SOURCE EXCERPT:
- - -
In this post, I’m sharing how to build a DIY miter saw stand with foldable wings that’s on wheels so it can roll around the shop and out of the way!
Miter saws are often the most used saw in a woodworking shop. That may not be the case in EVERY shop, but it’s true for many, including my own!
Because of this, often times, miter saws are placed in the center of a workshop, in elaborate built-in stations that take up a whole wall.
And that’s a great option if you have a huge dedicated woodworking shop (and don’t change your layout often like I tend to do).
But when I decided to build a miter saw stand for my own shop, I actually went with a smaller mobile option with foldable wings instead!
This allowed me to roll it out and expand it to cut long boards if needed, then fold it back down and tuck it into the corner when not in use.
If this looks like the perfect addition to your workshop, I’ve got the mobile miter saw stand building plans below.
What to Consider Before Building a Miter Saw Stand
There are a few things to consider when building your own miter saw station, table, or stand for your workshop.
Think about your work space layout and how often you use your miter saw. How much space can you realistically dedicate to your miter saw? Do you need your miter saw stand to be able to move? Will it need storage space built into it?
This will help you determine how to design or even if you need a miter saw stand at all.
Do I really need a miter saw stand?
Of course you can use your miter saw without a stand. But having one is a helpful upgrade, especially if you use it very often.
A miter saw stand allows you to raise your saw to a comfortable working height and provides support for the pieces you are cutting.
This makes your miter saw cuts more efficient, more enjoyable, and safer.
There are lots of options for stands out there from inexpensive general use miter saw stands to elaborate custom built-in miter saw stations.
Most miter saw manufacturers offer various stand options that you can purchase along with your saw to at least raise it to a nice working level and provide some support for your pieces.
These types of stands are great for on the go as they typically fold up easily and can be carried around.
However, if you are normally using your saw in your workshop and not moving it around various job sites, building your own custom DIY miter saw stand is a great option that allows you add storage or dust collection to it as needed.
Benefits of having a mobile miter saw station
In this case, I built a custom miter saw station, but I made it mobile and with expandable support wings.
There were several reasons why I chose this particular set up and some key benefits I’ve gained from using it:
- It’s great in small work spaces. When folded down, the stand only takes up approximately 24″ x 64″ so it can be easily stored away when not in use.
- It provides lots of storage. The six large drawers provide plenty of room to store saw blades, screws, tools, and other accessories to keep the shop organized.
- - -
DATA RECORDS:
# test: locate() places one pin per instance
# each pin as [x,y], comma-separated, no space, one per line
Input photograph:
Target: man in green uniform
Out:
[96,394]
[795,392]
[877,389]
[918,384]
- - -
PROBLEMS AND TASKS:
1. Rewrite the miter saw post from "Do I really" up to and including "it very often.", putting "table" wherever "stand" appears.
2. Collect every line of the entries that contains the word "instance".
The miter saw post and the entries have nothing to do with each other.

SOLUTIONS TO THE TASKS:
1.
Do I really need a miter saw table?
Of course you can use your miter saw without a table. But having one is a helpful upgrade, especially if you use it very often.

2.
# test: locate() places one pin per instance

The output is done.